Work item:
Put the lines from the start of the entries through the line with "box: [515, 623, 629, 690]" into a Markdown table. Use a Row column for the row number and a Line column for the line, and leave out any blank lines.

Source data:
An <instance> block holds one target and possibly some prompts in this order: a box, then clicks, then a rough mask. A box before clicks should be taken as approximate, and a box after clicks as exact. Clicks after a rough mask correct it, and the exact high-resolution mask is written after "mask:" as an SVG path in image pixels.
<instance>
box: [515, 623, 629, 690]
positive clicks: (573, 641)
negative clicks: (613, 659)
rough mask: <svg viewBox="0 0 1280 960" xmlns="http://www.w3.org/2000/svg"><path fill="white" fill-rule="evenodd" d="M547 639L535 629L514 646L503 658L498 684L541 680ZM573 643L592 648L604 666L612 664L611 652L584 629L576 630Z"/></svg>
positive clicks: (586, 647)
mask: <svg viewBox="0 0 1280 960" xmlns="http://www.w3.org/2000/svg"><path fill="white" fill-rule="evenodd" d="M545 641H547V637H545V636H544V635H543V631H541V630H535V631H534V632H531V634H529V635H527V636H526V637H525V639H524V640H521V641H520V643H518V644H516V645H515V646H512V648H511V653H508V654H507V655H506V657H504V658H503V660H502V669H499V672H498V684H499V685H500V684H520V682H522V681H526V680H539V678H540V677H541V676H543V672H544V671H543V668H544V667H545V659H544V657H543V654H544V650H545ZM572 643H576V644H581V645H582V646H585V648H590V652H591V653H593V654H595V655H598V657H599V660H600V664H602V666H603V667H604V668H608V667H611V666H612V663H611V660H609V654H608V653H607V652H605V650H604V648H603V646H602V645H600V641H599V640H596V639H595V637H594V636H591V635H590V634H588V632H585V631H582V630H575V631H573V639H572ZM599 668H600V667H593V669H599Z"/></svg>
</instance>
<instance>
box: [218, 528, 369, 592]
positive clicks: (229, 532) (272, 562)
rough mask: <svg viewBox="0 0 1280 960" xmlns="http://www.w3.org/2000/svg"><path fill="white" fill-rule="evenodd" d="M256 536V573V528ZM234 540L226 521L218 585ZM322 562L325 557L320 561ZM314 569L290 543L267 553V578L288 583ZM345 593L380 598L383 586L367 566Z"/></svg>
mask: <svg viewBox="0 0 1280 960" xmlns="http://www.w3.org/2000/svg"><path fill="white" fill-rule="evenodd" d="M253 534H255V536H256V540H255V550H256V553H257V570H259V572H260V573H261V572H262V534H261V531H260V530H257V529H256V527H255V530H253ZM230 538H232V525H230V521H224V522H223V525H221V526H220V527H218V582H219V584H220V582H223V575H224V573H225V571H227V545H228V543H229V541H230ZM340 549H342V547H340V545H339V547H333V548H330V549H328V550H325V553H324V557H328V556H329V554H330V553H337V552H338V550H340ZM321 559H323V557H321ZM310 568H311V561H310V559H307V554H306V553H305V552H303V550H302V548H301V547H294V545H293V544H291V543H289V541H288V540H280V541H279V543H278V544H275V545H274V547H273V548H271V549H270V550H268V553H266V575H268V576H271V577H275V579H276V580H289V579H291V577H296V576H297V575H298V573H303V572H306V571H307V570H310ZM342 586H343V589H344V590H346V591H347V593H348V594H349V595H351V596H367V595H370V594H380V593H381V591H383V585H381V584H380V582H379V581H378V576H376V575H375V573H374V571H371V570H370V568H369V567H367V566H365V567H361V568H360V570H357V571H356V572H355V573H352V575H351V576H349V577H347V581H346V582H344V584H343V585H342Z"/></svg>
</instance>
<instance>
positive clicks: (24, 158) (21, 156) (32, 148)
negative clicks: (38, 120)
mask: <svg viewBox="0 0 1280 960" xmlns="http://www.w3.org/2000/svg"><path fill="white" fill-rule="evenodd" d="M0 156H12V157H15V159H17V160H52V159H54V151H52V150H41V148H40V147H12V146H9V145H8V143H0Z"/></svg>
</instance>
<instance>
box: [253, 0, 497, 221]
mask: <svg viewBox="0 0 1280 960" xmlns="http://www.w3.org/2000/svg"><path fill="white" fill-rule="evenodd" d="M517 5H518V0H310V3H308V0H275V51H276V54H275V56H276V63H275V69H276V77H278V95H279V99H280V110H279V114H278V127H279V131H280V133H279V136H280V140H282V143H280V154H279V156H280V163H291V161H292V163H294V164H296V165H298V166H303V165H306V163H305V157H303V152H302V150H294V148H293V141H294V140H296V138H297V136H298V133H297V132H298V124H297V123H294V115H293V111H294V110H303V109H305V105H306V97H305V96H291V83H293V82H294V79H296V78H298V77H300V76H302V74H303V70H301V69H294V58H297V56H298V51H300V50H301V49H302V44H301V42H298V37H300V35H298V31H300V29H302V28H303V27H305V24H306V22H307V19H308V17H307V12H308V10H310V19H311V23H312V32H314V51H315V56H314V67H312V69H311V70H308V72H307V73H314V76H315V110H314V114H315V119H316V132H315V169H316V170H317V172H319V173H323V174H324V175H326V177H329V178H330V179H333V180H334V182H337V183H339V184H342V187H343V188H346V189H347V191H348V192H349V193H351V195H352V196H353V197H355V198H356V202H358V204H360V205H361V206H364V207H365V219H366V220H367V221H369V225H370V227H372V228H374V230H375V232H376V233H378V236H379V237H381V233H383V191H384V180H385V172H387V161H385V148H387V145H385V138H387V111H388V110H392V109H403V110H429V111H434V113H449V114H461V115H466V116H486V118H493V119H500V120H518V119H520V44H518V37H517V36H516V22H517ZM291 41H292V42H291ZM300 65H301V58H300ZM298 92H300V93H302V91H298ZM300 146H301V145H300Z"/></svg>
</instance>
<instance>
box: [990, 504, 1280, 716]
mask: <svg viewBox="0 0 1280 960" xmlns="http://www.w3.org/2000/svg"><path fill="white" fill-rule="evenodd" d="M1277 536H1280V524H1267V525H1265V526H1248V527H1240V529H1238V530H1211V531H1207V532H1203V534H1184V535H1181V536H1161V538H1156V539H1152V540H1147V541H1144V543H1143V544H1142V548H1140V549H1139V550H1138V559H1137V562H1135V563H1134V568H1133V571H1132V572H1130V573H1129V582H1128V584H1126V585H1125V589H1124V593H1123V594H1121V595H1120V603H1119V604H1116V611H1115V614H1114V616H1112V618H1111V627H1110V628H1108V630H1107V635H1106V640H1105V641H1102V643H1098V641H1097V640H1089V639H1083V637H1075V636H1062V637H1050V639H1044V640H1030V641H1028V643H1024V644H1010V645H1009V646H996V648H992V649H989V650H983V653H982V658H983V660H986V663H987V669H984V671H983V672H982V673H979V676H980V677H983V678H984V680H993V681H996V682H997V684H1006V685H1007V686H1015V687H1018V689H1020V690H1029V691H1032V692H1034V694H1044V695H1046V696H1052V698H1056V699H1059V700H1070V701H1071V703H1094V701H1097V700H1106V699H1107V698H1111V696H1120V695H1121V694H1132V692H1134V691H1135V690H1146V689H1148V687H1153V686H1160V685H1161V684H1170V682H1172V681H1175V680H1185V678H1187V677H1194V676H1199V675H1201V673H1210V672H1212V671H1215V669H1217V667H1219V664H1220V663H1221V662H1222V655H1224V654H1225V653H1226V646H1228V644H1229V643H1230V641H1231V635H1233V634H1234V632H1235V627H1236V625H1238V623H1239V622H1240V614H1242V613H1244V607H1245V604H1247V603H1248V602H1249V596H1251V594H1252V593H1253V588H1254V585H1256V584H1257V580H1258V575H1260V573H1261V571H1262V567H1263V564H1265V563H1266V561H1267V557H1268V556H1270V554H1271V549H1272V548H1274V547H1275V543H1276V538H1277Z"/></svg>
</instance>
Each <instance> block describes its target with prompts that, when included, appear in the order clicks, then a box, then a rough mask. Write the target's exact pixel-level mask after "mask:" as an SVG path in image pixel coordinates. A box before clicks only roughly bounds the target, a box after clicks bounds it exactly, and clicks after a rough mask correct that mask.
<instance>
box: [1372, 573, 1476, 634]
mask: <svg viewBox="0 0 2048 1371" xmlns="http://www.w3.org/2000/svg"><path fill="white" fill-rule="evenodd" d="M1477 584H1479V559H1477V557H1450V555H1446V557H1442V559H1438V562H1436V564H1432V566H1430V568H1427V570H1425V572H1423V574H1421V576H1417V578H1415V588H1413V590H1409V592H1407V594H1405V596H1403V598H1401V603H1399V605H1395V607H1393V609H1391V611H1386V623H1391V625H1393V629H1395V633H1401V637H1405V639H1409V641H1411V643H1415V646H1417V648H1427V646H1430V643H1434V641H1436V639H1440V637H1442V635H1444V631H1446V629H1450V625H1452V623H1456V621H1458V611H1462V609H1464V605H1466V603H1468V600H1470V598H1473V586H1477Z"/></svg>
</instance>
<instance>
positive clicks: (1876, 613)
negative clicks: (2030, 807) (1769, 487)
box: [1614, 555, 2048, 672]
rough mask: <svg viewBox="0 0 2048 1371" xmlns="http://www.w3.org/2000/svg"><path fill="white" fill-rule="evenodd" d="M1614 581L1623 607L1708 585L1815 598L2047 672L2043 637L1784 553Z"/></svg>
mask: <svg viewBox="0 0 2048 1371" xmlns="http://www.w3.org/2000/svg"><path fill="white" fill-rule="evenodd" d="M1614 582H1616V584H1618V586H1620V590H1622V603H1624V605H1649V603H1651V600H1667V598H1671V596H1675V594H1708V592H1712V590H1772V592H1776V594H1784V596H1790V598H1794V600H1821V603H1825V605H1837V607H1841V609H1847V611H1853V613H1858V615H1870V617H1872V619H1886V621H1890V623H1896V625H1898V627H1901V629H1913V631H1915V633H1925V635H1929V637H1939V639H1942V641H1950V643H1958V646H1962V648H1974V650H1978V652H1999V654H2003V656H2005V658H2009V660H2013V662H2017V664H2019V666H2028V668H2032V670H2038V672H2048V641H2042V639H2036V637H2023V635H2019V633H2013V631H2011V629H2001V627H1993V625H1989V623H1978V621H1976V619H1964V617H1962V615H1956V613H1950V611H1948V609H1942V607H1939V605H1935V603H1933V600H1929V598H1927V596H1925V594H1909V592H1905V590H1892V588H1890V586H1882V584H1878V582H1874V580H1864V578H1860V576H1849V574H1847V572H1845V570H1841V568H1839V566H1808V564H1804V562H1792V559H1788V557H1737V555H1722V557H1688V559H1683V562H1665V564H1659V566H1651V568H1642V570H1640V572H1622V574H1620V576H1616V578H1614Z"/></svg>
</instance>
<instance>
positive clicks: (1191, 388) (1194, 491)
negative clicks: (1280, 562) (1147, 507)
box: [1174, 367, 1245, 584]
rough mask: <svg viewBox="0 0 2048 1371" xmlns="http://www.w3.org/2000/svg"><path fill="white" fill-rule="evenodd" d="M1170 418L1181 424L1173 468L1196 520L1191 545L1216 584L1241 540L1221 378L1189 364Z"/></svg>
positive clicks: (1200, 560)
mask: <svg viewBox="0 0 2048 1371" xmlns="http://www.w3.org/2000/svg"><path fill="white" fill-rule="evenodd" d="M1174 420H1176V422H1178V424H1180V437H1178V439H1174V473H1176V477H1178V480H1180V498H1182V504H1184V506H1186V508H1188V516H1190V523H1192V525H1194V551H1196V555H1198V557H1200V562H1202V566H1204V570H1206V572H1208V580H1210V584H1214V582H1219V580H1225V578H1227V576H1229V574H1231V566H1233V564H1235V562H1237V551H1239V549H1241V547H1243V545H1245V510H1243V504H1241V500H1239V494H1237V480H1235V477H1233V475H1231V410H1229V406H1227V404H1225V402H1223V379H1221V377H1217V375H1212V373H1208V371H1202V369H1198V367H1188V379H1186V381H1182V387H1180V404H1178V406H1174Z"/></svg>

Written response:
| Row | Line |
|---|---|
| 1 | An <instance> block holds one target and possibly some prompts in this order: a box, then clicks, then a rough mask. A box before clicks should be taken as approximate, and a box after clicks as exact. Clicks after a rough mask correct it, and the exact high-resolution mask is written after "mask:" as an SVG path in image pixels. |
| 2 | <instance> |
| 3 | box: [515, 623, 629, 690] |